### SET EXERCISE
List every line below that contains the word "small", copying each such line in full.

### EXTRACTED DATA
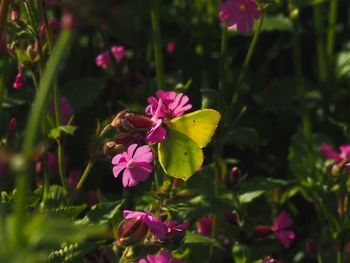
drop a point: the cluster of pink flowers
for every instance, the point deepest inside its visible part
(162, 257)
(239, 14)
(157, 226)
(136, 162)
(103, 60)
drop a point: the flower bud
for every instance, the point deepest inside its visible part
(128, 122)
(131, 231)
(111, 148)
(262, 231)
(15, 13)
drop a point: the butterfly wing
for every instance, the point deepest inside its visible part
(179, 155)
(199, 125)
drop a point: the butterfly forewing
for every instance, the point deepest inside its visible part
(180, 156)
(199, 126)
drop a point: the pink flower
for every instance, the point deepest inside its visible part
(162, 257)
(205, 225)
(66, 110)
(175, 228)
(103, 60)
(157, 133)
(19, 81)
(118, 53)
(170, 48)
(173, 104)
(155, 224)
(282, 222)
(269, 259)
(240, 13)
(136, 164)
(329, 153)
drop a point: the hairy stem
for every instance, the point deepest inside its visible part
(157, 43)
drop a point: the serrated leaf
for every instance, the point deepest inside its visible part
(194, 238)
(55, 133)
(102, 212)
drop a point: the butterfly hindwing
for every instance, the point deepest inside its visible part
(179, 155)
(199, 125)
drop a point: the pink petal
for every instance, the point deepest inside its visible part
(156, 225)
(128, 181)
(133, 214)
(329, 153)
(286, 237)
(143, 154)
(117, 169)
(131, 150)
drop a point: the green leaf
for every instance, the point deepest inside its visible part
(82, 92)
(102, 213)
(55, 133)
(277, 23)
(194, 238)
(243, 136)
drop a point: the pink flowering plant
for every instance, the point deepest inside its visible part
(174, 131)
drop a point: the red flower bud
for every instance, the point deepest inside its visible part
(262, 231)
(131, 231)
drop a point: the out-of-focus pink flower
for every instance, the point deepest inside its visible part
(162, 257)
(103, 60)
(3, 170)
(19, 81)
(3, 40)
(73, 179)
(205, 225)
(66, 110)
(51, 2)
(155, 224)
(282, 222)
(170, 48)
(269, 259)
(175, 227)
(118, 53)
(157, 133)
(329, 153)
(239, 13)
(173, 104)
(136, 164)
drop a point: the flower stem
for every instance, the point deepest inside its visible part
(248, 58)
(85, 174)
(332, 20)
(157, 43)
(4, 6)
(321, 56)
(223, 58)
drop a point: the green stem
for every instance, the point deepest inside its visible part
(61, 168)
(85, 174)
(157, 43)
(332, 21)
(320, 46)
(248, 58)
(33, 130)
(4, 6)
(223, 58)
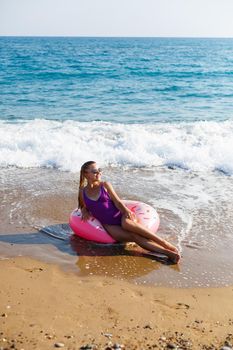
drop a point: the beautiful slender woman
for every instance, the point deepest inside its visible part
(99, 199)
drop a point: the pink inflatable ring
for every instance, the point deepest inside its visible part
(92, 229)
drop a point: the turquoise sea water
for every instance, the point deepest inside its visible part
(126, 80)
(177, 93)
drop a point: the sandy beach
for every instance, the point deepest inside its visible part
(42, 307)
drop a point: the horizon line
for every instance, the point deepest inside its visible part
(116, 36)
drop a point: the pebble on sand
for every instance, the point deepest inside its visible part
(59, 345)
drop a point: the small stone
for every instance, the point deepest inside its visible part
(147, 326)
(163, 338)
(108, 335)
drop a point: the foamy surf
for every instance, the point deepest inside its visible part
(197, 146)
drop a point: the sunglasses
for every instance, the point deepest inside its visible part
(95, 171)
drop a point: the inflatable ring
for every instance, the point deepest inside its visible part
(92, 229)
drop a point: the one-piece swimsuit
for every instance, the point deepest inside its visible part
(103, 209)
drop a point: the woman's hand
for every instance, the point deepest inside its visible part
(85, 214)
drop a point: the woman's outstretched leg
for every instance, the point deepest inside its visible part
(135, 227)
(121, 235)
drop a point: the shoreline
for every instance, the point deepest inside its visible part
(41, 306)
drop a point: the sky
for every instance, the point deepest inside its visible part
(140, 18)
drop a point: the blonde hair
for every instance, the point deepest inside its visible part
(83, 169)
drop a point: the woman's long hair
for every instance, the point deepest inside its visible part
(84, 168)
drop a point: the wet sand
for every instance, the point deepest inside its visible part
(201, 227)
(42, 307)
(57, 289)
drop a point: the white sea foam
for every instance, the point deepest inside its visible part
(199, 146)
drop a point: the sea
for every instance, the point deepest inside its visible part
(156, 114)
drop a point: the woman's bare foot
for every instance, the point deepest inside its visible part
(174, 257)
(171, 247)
* * *
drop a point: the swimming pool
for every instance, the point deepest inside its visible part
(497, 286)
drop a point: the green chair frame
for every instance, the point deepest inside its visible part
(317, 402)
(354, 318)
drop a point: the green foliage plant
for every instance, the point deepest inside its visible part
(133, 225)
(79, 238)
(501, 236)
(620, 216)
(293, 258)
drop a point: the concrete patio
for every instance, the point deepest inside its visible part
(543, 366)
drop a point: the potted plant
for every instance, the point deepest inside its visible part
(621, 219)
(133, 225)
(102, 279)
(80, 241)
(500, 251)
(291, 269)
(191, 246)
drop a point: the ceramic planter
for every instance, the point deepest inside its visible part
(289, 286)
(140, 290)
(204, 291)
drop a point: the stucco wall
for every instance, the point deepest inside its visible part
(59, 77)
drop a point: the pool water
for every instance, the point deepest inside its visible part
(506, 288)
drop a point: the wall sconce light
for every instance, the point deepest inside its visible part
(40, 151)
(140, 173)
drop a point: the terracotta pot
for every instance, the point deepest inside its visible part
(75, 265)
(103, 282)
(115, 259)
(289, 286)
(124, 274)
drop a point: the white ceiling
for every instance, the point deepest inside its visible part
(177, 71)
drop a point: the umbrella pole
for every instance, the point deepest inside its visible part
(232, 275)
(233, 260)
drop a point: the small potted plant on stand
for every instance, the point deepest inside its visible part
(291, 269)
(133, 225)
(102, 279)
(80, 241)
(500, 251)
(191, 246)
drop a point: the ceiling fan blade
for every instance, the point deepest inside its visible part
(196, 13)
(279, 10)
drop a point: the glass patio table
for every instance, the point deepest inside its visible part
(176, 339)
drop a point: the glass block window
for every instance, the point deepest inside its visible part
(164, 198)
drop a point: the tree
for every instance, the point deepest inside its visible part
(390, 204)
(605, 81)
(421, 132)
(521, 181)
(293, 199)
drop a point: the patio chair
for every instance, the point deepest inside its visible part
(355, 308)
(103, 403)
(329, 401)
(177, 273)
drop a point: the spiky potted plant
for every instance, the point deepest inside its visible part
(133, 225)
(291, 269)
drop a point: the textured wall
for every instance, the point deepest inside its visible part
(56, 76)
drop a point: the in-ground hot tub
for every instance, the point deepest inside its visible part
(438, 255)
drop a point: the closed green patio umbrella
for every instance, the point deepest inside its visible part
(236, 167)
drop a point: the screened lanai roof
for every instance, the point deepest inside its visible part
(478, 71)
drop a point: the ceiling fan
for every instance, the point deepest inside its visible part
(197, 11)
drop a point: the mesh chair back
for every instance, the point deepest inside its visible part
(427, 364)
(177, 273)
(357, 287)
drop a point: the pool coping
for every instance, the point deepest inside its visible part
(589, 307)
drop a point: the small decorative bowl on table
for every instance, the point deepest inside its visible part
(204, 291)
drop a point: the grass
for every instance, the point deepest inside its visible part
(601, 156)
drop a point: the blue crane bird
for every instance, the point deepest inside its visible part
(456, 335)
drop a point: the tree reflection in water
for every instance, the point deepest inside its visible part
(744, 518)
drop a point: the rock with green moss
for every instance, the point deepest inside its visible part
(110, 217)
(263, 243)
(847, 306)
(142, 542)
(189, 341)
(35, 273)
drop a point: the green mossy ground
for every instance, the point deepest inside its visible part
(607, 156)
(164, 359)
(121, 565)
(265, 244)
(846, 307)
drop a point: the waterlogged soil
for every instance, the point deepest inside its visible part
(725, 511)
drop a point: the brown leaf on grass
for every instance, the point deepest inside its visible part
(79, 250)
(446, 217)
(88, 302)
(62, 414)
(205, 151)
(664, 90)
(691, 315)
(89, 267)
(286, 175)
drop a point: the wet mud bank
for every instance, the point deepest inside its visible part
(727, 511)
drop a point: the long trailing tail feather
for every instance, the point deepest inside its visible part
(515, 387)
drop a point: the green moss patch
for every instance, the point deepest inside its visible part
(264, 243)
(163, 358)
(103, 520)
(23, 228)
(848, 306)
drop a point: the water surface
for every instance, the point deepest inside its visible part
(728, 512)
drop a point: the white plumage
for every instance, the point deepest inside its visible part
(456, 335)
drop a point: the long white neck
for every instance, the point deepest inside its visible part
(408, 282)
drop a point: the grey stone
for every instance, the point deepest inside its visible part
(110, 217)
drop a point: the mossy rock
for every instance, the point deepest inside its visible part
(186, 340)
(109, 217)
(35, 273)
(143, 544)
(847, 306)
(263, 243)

### EXERCISE OUTPUT
drop a point: the small stone
drop a point: the small potted plant on stand
drop a point: the small decorative bowl on table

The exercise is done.